_Provided records_
---------------

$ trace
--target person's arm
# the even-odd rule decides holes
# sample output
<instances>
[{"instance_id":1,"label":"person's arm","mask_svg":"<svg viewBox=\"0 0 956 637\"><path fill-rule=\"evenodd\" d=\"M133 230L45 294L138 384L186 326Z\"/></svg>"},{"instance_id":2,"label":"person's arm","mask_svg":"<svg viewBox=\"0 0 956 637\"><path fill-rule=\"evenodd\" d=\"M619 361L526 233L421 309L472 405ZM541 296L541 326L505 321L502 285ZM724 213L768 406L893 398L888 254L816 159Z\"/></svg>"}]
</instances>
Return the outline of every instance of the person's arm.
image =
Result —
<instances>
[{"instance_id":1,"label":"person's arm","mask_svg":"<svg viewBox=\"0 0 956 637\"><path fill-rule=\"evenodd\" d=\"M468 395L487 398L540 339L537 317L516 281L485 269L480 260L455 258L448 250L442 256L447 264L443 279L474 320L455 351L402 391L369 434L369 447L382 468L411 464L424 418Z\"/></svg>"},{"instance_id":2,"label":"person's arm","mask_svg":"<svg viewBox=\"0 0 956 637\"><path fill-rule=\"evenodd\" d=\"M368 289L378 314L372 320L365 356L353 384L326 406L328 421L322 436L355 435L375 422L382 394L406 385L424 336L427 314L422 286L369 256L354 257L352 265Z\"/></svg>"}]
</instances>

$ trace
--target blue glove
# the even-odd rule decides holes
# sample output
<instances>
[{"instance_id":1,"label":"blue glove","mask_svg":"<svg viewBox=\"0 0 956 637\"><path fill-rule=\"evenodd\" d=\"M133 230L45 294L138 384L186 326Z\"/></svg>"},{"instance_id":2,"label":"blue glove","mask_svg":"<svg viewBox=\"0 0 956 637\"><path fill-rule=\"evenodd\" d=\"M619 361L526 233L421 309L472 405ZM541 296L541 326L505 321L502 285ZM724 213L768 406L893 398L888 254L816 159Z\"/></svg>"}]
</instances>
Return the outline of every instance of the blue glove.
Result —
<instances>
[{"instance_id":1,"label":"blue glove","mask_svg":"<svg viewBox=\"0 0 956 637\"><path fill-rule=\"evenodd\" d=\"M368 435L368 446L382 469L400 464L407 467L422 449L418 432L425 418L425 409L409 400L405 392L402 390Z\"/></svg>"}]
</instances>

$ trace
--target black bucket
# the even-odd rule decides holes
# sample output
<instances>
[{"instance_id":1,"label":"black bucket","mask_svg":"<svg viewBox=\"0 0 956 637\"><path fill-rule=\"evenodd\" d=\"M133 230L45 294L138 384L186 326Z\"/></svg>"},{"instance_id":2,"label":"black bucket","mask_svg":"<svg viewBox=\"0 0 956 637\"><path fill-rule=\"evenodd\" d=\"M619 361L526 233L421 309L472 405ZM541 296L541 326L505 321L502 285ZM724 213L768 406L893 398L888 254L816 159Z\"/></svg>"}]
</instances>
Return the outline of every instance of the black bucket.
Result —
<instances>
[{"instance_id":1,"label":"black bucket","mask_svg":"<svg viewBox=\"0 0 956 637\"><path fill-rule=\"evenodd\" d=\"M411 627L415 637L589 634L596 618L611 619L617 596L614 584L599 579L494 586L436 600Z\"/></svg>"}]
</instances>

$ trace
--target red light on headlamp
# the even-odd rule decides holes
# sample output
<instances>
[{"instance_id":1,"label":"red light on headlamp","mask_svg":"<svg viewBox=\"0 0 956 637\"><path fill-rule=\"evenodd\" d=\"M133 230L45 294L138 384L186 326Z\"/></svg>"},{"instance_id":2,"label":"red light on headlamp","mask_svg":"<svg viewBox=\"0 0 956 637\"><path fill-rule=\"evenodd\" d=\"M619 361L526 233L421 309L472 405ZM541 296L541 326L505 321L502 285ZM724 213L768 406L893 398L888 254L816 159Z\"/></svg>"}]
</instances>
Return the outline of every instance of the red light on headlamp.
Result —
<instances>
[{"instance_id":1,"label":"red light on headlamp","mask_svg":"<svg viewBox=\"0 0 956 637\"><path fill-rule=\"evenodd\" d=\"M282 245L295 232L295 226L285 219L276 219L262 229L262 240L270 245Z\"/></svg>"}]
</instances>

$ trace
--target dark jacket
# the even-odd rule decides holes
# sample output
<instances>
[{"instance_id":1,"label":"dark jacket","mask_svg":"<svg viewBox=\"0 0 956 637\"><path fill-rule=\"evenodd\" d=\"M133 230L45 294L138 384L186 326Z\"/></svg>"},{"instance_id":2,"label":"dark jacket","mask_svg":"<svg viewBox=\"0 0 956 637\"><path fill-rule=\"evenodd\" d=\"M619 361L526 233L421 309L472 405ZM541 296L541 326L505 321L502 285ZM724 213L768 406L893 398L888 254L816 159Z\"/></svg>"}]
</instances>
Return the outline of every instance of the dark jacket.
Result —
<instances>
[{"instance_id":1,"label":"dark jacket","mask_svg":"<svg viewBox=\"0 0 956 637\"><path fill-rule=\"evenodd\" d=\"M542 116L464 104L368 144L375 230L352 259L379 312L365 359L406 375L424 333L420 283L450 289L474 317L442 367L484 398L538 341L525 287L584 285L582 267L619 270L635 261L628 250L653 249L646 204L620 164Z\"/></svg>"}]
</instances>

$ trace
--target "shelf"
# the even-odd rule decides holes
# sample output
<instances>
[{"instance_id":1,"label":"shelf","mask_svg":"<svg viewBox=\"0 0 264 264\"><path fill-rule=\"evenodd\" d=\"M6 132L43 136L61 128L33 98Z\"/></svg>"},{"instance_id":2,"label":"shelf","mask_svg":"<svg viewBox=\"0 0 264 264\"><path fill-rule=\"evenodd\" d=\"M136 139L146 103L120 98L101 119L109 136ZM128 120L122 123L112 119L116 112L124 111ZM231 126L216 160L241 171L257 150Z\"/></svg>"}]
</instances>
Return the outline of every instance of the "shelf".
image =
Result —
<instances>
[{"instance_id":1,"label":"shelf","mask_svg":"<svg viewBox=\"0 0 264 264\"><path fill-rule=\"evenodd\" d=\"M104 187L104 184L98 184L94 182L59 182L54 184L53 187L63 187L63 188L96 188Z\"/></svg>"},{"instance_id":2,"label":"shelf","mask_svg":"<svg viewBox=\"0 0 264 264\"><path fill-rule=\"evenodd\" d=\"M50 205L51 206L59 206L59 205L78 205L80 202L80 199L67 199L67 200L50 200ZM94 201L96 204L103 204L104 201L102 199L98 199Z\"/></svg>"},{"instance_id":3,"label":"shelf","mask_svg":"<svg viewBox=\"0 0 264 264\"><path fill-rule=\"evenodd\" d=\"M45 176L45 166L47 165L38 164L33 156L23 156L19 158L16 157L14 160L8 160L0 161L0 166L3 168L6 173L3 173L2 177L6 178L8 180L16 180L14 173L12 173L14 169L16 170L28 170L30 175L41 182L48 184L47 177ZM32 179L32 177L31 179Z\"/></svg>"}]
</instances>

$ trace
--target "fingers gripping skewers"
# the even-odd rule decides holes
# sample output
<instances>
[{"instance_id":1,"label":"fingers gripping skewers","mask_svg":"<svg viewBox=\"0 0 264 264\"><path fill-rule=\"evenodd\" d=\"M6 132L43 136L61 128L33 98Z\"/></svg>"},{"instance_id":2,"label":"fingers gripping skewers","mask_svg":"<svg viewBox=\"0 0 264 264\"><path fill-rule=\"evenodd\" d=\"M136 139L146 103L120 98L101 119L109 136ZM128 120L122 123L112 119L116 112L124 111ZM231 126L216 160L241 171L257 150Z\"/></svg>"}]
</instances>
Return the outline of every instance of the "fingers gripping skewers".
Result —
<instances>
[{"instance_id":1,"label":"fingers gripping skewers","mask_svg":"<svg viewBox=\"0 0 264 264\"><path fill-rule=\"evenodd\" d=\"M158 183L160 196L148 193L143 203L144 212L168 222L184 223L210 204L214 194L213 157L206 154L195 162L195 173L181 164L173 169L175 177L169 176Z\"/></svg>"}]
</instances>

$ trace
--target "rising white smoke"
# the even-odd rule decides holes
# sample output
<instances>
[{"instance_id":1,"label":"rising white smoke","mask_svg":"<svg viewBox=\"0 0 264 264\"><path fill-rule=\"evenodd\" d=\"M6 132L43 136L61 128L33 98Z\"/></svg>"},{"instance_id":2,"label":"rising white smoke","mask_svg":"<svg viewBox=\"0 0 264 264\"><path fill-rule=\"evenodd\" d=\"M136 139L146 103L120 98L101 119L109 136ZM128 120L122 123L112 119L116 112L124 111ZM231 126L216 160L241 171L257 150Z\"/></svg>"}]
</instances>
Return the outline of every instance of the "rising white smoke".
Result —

---------------

_Instruction_
Pull out every line in the rows above that contains the word "glove" and list those lines.

_Exercise solution_
--target blue glove
[{"instance_id":1,"label":"blue glove","mask_svg":"<svg viewBox=\"0 0 956 637\"><path fill-rule=\"evenodd\" d=\"M133 230L45 294L138 384L186 326Z\"/></svg>"},{"instance_id":2,"label":"blue glove","mask_svg":"<svg viewBox=\"0 0 956 637\"><path fill-rule=\"evenodd\" d=\"M619 361L526 233L421 309L472 405ZM541 296L541 326L505 321L502 285ZM724 213L768 406L893 398L888 254L816 159Z\"/></svg>"}]
Return the outline of every instance of the blue glove.
[{"instance_id":1,"label":"blue glove","mask_svg":"<svg viewBox=\"0 0 956 637\"><path fill-rule=\"evenodd\" d=\"M368 435L368 446L382 469L400 464L407 467L422 449L418 432L425 418L425 409L409 400L405 392L402 390Z\"/></svg>"}]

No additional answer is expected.